§ Set problem 1
In the Angela Menardi profile, in what place did the Italian team finish in wheelchair curling at the 2010 Winter Paralympics?
____
- Born: 4 January 1964 (age 62) Pieve di Cadore

Team
- Curling club: Curling Club 66, Cortina d'Ampezzo

Curling career
- Member Association: Italy
- World Wheelchair Championship appearances: 3 (2012, 2024, 2025)
- Paralympic appearances: 2 (2010, 2026)

Medal record
| Wheelchair curling |

= Angela Menardi =

Italian wheelchair curler and cross-country skier

Angela Menardi (born in Pieve di Cadore) is an Italian wheelchair curler and paralympic cross-country skier.

As a wheelchair curler she participated in the 2010 Winter Paralympics where the Italian team finished in fifth place.

As a cross-country skier she participated in the 1992 Winter Paralympics in the women's cross-country short distance 2.5 km LW10-11 and long distance 5 km LW10-11; she finished in seventh place both times.
____
§ Set problem 2
In the entries, recast everything from the line containing "Would you please place a dot on the engine" down to the last line of the entries as a Markdown table. Use columns headed Row and Line, and leave out blank lines.

§ Data for processing
____
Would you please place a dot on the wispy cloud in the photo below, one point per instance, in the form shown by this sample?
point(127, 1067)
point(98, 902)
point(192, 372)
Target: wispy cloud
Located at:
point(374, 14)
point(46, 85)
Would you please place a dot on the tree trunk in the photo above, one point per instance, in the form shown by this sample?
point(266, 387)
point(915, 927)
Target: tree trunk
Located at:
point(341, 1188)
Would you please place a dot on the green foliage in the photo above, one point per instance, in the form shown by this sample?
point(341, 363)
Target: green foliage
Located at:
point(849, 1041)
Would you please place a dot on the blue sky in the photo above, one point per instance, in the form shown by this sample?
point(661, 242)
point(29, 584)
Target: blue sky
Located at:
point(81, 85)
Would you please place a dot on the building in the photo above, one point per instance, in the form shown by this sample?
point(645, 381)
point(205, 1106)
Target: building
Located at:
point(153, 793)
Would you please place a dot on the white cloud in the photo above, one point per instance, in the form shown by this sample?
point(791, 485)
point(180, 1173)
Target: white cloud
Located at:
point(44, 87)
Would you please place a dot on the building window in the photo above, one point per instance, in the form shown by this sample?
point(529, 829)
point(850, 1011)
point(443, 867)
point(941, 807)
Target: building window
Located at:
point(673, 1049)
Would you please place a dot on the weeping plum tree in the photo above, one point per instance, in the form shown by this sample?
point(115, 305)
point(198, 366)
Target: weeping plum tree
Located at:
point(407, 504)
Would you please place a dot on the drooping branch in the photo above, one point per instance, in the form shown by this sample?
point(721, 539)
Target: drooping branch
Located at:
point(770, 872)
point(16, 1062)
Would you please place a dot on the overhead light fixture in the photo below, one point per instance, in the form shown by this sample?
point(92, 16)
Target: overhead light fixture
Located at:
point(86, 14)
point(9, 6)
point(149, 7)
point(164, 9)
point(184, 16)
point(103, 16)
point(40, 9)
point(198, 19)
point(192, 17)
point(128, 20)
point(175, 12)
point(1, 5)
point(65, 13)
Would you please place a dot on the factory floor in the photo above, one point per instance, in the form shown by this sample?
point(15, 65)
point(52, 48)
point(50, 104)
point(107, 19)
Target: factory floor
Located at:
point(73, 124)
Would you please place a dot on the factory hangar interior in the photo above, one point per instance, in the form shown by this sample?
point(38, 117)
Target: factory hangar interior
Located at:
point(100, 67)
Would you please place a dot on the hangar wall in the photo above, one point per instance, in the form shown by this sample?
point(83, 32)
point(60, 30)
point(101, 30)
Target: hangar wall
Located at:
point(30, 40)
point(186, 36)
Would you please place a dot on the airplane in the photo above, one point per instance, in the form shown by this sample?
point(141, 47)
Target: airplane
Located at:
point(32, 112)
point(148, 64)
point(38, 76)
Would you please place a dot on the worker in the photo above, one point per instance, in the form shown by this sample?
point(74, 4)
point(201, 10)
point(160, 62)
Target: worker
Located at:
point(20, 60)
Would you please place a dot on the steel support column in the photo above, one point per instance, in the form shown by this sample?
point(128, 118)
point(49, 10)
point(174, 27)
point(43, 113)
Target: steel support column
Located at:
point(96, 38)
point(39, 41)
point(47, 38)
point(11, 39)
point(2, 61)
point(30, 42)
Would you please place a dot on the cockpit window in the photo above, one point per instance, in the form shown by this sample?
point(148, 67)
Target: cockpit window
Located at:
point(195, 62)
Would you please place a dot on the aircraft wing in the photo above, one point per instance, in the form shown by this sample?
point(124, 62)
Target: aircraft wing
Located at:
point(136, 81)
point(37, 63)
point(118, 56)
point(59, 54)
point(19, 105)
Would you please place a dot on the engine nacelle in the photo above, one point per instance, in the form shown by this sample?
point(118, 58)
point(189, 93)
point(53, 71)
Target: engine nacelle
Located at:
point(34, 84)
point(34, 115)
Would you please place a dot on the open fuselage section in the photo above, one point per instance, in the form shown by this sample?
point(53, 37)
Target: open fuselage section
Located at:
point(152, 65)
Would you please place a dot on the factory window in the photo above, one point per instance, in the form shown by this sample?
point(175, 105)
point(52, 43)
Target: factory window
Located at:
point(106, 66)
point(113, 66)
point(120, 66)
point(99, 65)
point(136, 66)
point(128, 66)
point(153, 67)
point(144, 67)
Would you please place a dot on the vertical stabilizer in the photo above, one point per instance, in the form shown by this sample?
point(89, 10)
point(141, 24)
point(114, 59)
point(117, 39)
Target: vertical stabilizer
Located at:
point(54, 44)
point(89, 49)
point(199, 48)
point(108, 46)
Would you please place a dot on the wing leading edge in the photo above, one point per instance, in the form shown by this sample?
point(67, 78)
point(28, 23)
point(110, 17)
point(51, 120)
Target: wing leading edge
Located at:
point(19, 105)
____
§ Exercise result 1
Fifth place.

§ Exercise result 2
| Row | Line |
|---|---|
| 1 | Would you please place a dot on the engine nacelle in the photo above, one point per instance, in the form shown by this sample? |
| 2 | point(118, 58) |
| 3 | point(189, 93) |
| 4 | point(53, 71) |
| 5 | Target: engine nacelle |
| 6 | Located at: |
| 7 | point(34, 84) |
| 8 | point(34, 115) |
| 9 | Would you please place a dot on the open fuselage section in the photo above, one point per instance, in the form shown by this sample? |
| 10 | point(53, 37) |
| 11 | Target: open fuselage section |
| 12 | Located at: |
| 13 | point(152, 65) |
| 14 | Would you please place a dot on the factory window in the photo above, one point per instance, in the form shown by this sample? |
| 15 | point(175, 105) |
| 16 | point(52, 43) |
| 17 | Target: factory window |
| 18 | Located at: |
| 19 | point(106, 66) |
| 20 | point(113, 66) |
| 21 | point(120, 66) |
| 22 | point(99, 65) |
| 23 | point(136, 66) |
| 24 | point(128, 66) |
| 25 | point(153, 67) |
| 26 | point(144, 67) |
| 27 | Would you please place a dot on the vertical stabilizer in the photo above, one point per instance, in the form shown by this sample? |
| 28 | point(89, 10) |
| 29 | point(141, 24) |
| 30 | point(114, 59) |
| 31 | point(117, 39) |
| 32 | Target: vertical stabilizer |
| 33 | Located at: |
| 34 | point(54, 44) |
| 35 | point(89, 49) |
| 36 | point(199, 48) |
| 37 | point(108, 46) |
| 38 | Would you please place a dot on the wing leading edge in the photo above, one point per instance, in the form shown by this sample? |
| 39 | point(67, 78) |
| 40 | point(28, 23) |
| 41 | point(110, 17) |
| 42 | point(51, 120) |
| 43 | Target: wing leading edge |
| 44 | Located at: |
| 45 | point(19, 105) |